=== Entries shown ===
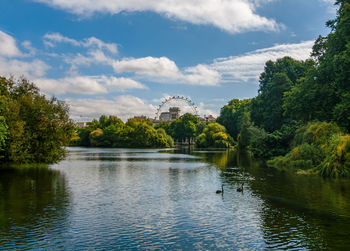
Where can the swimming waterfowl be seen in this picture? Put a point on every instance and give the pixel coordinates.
(240, 189)
(222, 189)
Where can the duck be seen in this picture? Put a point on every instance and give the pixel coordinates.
(240, 189)
(222, 189)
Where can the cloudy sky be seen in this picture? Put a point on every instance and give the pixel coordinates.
(123, 57)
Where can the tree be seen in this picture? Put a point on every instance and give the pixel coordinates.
(231, 115)
(244, 135)
(37, 127)
(278, 78)
(184, 127)
(214, 135)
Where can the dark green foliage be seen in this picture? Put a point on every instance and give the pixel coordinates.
(36, 128)
(321, 147)
(278, 78)
(184, 127)
(112, 132)
(243, 140)
(267, 145)
(292, 96)
(214, 135)
(324, 92)
(231, 115)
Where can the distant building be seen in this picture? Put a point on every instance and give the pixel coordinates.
(81, 124)
(141, 117)
(174, 113)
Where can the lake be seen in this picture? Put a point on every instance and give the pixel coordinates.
(110, 199)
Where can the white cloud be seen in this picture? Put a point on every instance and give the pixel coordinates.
(248, 66)
(165, 70)
(8, 47)
(233, 16)
(88, 85)
(51, 39)
(17, 68)
(78, 85)
(122, 84)
(124, 107)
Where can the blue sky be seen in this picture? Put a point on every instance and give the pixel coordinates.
(123, 57)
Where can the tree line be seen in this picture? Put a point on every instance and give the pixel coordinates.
(140, 132)
(300, 118)
(32, 127)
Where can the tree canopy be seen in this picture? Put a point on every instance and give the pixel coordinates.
(32, 127)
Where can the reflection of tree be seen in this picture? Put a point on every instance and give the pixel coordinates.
(33, 204)
(297, 211)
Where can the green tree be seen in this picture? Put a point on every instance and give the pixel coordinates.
(214, 135)
(244, 135)
(184, 127)
(278, 78)
(37, 127)
(231, 115)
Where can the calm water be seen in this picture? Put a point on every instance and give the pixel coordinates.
(108, 199)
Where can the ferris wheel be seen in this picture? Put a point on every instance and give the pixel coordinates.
(177, 101)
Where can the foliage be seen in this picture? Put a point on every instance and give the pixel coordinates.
(319, 146)
(324, 93)
(231, 115)
(277, 79)
(36, 128)
(214, 135)
(184, 127)
(337, 161)
(243, 140)
(112, 132)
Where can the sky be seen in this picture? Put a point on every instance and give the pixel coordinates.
(124, 57)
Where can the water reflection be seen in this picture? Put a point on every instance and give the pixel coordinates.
(298, 211)
(33, 207)
(165, 199)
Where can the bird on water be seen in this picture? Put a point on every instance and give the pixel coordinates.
(222, 189)
(240, 189)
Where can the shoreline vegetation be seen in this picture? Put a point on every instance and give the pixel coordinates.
(300, 119)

=== Short exercise ===
Please convert the whole listing above into a JSON list of strings, one string per line, skipping blank lines and leaving out the picture.

=== Complete response ===
[
  "Where can the swimming waterfowl be seen in this picture? Put a point on every instance and give the pixel coordinates.",
  "(240, 189)",
  "(222, 189)",
  "Where can the duck be seen in this picture? Put a point on every instance and give the pixel coordinates.",
  "(240, 189)",
  "(222, 189)",
  "Where can the cloudy sky be seen in this picture? Put a point on every instance and give the pixel coordinates.",
  "(123, 57)",
  "Where can the tree be seen in this picture? Put a point on every instance and give the pixel coordinates.",
  "(231, 115)",
  "(244, 135)",
  "(37, 127)",
  "(278, 78)",
  "(184, 127)",
  "(214, 135)",
  "Where can the dark green foliage be seen in this picture? Put a point on every instance and give the pixel coordinates.",
  "(36, 128)",
  "(321, 147)",
  "(278, 78)",
  "(184, 127)",
  "(112, 132)",
  "(243, 140)",
  "(267, 145)",
  "(292, 96)",
  "(214, 135)",
  "(324, 92)",
  "(231, 115)",
  "Where can the distant building be seen in this picture? Put a point on every instance and give the pixel coordinates.",
  "(81, 124)",
  "(141, 117)",
  "(174, 113)",
  "Where can the lake be seen in this picture? Put a point on every instance and give the pixel coordinates.",
  "(110, 199)",
  "Where can the white cloud be seen in this picture? Put a point on every instance and give the pixel coordinates.",
  "(248, 66)",
  "(165, 70)",
  "(8, 47)",
  "(233, 16)",
  "(88, 85)",
  "(51, 39)",
  "(17, 68)",
  "(78, 85)",
  "(122, 84)",
  "(124, 107)",
  "Where can the blue sky be seen in this picture? Put a point on every instance and give the pixel coordinates.",
  "(123, 57)",
  "Where can the tree line be seen in this picture? Put a point on every instance and give the pixel coordinates.",
  "(140, 132)",
  "(300, 118)",
  "(32, 127)",
  "Where can the tree canopy be seen in this picture? Put a point on every instance and give the pixel coordinates.",
  "(32, 127)",
  "Where can the reflection of tree be seen in this picture? Put a point on every instance and give the pixel coordinates.",
  "(33, 204)",
  "(297, 211)",
  "Where can the green tree be seen in this picture? Put a point on every instance and give the pixel coordinates.",
  "(214, 135)",
  "(244, 135)",
  "(184, 127)",
  "(278, 78)",
  "(37, 127)",
  "(231, 115)",
  "Where can the calm water be seen in this picture? Put a point on every instance and give the pixel coordinates.",
  "(108, 199)",
  "Where can the ferris wheel be seen in this picture? Put a point on every instance and give the pixel coordinates.",
  "(177, 101)",
  "Where can the foliage be seen in this picture? Put a point on every instance and give the pixel coordinates.",
  "(319, 146)",
  "(324, 93)",
  "(231, 115)",
  "(277, 79)",
  "(36, 128)",
  "(214, 135)",
  "(184, 127)",
  "(337, 161)",
  "(243, 140)",
  "(112, 132)",
  "Where can the sky be seen in this picture? Put a point on every instance and give the pixel coordinates.",
  "(124, 57)",
  "Where can the water reflection be seen in this picture? Put a point on every instance and give the pixel coordinates.",
  "(298, 211)",
  "(33, 207)",
  "(165, 199)",
  "Where can the bird on water be seen in this picture? Put a point on every instance and give the pixel coordinates.",
  "(222, 189)",
  "(240, 189)",
  "Where can the shoreline vegetation be seen in this picture? Put a point on every instance and give the pixel coordinates.",
  "(300, 119)"
]